=== Written request ===
Copy everything from the line containing "Look at the picture above. You should locate balcony" down to the line containing "[0,156,324,234]", substituting "provide" for each occurrence of "supply" and leaving everything else unchanged.

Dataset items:
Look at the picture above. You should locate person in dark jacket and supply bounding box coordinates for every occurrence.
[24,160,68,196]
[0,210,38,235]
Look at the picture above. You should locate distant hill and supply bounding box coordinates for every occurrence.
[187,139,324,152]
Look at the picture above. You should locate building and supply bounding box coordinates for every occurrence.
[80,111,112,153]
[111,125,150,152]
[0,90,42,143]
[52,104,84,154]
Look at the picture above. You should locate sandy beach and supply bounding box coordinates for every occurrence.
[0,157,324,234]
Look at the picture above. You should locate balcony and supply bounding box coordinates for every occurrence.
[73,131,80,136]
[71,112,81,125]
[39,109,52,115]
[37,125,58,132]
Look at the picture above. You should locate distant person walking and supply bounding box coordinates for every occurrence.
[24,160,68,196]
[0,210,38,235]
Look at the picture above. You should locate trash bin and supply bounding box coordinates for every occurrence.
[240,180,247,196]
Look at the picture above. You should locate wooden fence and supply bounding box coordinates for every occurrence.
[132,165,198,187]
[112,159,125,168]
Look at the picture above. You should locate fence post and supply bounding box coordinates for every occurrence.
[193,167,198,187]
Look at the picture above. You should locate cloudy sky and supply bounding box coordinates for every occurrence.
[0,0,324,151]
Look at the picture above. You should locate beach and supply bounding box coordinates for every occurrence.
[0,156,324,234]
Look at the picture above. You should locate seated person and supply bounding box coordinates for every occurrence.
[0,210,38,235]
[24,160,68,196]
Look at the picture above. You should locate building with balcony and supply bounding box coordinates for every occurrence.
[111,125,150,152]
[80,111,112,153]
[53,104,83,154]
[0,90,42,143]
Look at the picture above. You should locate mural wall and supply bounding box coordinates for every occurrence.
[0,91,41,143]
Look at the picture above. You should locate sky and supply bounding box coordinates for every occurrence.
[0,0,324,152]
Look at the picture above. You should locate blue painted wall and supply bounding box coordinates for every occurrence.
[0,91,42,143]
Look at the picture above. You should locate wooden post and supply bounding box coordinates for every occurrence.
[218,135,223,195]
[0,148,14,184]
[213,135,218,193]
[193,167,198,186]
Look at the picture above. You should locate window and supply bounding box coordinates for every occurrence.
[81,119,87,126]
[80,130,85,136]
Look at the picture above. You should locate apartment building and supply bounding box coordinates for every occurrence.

=== Answer to the task ===
Look at the picture above. You should locate balcony and provide bounding box coordinates for every occurrence.
[73,131,80,136]
[71,112,81,125]
[39,109,52,115]
[37,125,58,132]
Look at the picture above. You should locate distant person walking and provide bounding box coordinates for every occurrence.
[24,160,68,196]
[0,210,38,235]
Look at the picture above. You should locate trash bin and provide bounding box coordinates for every occurrence.
[240,180,247,196]
Look at the picture above. You should locate wooden fence and provide bounding box coordinates for every occurrence.
[132,165,198,187]
[112,159,125,168]
Look at the picture above. You should locate fence post and provide bounding box coordinates for every occurrence.
[193,167,198,187]
Look at the picture above. You should locate cloudy sky and provide bounding box coordinates for every occurrence.
[0,0,324,151]
Look at the picture above. You should locate beach and provide bounding box coordinates for every occurrence.
[0,156,324,234]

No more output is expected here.